- **Assignment**: Please write out the dog book review word for word, from "It is written" to "a good idea.".

- **Reading passage**:
※ ※ ※
This is one of the few books that really does live up to the promise of its title. It should be a mandatory read for the vast majority of dog owners, not least those who have had a succession of dogs and think that years owned and numbers of dogs equal expertise as in the "I've had dogs all my life" syndrome.
It is written in very accessible prose with excellent references and opportunities for further reading without cluttering the text with in-line citations or being overwhelming. Although largely aimed at the North American market (it does cite the PDSA PAW Reports), it should be noted that some details are not pertinent to the UK. It is illegal to crop dogs' ears in the UK and non-clinical tail docking can only occur under limited circumstances in working dogs. I have some minor quibbles too: I think that it could come down on the side of non-aversive training a little more but it is clearly attempting to enter such debates in a commendably non-antagonistic manner. I am especially delighted that the authors mention over-exercise as well as lack of exercise and explain why running with dogs is rarely a good idea.
Best of all, it discusses dogs' need for mental stimulation as well as exercise. It covers basic skills in observing canine body language including common misconceptions (growl=bad, wagging tail=good for instance). It explains why hugging dogs is rarely a good thing and why so many of the behaviours that people dislike need to be accommodated, modified, sublimated or plain old allowed because they are natural canine behaviours. It mentions the imperative for undertaking lifelong training and dips into some of the most recent research to whet the appetite of the inquisitive reader for more.
※ ※ ※
- **Dataset**:

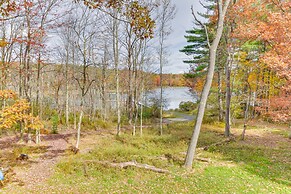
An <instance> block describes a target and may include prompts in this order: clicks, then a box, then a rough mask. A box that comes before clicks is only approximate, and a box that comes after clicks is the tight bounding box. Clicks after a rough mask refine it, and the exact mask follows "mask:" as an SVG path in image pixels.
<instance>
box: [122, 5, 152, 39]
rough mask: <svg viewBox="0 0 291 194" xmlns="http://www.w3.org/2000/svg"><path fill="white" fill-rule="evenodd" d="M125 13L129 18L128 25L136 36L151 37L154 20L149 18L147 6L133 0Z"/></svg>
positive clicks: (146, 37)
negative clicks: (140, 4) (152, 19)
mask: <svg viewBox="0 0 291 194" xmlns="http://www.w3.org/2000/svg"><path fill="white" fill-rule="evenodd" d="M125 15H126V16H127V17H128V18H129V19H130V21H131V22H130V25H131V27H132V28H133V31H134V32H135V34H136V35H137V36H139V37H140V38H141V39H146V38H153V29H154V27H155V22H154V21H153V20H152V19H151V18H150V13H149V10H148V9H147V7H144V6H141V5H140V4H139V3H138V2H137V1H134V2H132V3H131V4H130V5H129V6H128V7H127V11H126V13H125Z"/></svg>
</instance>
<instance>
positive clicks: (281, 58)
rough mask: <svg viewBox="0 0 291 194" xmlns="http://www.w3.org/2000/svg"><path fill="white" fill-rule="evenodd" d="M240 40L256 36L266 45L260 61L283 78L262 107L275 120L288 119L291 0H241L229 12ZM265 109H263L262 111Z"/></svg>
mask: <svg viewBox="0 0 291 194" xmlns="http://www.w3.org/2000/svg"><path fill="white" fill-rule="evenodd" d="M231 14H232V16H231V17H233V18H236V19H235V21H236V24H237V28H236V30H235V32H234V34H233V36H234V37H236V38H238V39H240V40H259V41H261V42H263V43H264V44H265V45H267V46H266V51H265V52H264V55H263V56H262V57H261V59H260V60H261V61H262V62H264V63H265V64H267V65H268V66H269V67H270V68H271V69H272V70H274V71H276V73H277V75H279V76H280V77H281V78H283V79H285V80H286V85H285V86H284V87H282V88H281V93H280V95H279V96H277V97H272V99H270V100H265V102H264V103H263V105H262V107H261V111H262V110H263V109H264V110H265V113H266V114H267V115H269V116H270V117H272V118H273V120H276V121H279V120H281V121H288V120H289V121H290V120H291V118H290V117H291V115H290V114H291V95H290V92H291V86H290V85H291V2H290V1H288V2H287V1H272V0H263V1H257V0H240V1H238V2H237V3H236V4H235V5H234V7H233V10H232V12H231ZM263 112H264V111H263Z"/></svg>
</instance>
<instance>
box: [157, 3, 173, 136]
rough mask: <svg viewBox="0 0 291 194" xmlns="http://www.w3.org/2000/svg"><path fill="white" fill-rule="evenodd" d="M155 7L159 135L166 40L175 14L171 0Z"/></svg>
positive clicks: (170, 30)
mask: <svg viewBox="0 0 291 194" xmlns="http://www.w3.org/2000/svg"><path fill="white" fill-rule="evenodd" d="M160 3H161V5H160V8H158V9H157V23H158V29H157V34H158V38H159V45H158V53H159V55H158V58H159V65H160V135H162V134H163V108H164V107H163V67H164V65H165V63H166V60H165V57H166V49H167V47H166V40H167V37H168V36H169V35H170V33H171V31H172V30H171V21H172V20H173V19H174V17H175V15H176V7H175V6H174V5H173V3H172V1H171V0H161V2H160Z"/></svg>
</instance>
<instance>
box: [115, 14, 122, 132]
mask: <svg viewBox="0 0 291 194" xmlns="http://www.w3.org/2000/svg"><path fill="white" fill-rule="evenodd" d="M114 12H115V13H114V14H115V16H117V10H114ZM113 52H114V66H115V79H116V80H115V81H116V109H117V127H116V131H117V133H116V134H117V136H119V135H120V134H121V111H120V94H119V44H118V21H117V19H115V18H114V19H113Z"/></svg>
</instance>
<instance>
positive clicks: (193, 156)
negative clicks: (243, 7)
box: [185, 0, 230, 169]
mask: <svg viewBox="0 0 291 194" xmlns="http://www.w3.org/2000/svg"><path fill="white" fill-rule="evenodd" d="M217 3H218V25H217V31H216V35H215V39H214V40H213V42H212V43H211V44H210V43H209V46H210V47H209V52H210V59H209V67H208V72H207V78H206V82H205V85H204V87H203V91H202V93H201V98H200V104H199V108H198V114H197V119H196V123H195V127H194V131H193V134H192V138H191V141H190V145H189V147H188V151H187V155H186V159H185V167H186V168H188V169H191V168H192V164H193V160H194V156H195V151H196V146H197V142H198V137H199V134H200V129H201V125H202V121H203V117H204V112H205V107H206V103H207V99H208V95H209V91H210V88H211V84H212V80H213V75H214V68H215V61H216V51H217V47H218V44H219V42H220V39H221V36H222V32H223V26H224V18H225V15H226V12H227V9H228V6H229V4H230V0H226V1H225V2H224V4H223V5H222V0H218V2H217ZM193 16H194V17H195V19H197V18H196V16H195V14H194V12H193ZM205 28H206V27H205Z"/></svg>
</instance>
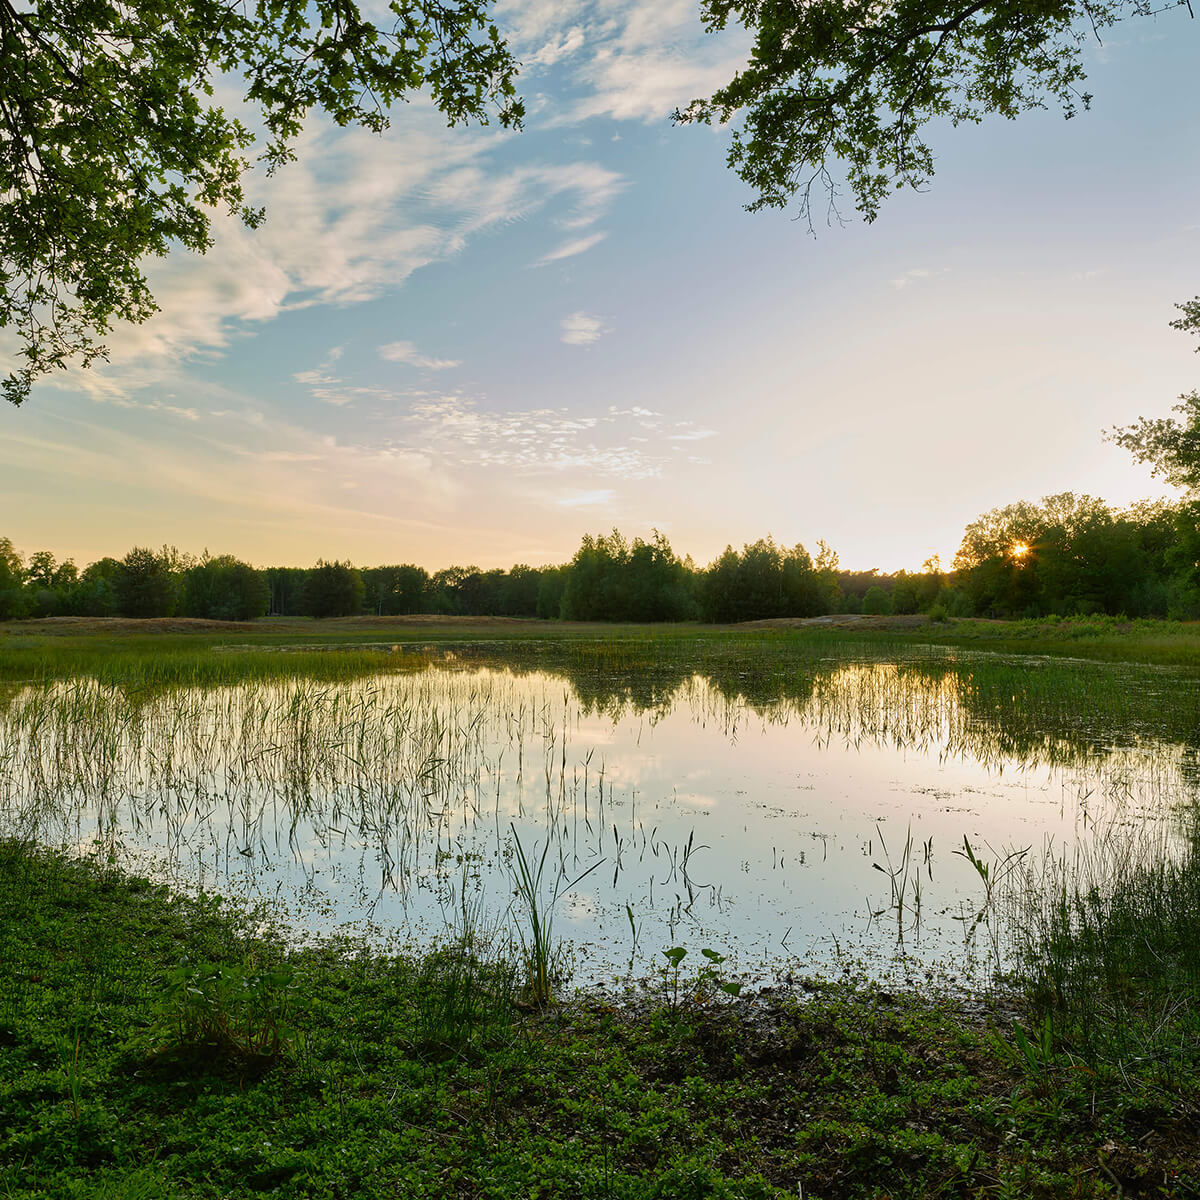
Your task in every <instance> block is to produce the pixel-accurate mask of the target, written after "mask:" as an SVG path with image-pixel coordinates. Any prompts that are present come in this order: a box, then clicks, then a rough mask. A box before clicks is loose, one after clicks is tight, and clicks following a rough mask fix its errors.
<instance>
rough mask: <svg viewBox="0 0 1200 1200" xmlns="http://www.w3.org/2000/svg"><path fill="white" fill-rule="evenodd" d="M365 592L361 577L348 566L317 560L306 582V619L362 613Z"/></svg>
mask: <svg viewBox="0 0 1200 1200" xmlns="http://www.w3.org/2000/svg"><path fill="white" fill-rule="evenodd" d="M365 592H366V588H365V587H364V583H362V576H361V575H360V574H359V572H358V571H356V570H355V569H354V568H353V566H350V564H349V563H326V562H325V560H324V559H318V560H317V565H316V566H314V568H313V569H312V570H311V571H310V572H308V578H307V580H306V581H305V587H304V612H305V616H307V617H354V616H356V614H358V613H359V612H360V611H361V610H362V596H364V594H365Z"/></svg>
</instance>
※ ※ ※
- **Expected answer**:
It is written in very accessible prose with excellent references and opportunities for further reading without cluttering the text with in-line citations or being overwhelming. Although largely aimed at the North American market (it does cite the PDSA PAW Reports), it should be noted that some details are not pertinent to the UK. It is illegal to crop dogs' ears in the UK and non-clinical tail docking can only occur under limited circumstances in working dogs. I have some minor quibbles too: I think that it could come down on the side of non-aversive training a little more but it is clearly attempting to enter such debates in a commendably non-antagonistic manner. I am especially delighted that the authors mention over-exercise as well as lack of exercise and explain why running with dogs is rarely a good idea.